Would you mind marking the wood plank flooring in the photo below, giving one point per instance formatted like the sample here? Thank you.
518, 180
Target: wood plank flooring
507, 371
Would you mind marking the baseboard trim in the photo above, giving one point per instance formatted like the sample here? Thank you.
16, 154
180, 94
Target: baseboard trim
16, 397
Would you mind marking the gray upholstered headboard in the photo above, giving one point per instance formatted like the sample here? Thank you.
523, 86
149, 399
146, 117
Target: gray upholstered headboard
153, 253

◆ Job: Extract the data exactly as given.

◆ Response to the exercise:
Would you mind marking the wood plank flooring in the photo below, giving one point per instance formatted like the sample here? Thank you.
518, 180
Target: wood plank flooring
507, 371
Would you mind marking the baseboard trim in the photo above, giving one point per instance formatted like the sample here? Thank you.
16, 154
180, 94
Target: baseboard trim
16, 397
Would you mind marking the gray upholstered headboard in the photo above, giving one point per instance formatted like the sample here? Thank you.
523, 86
149, 399
146, 117
Target: gray upholstered headboard
153, 253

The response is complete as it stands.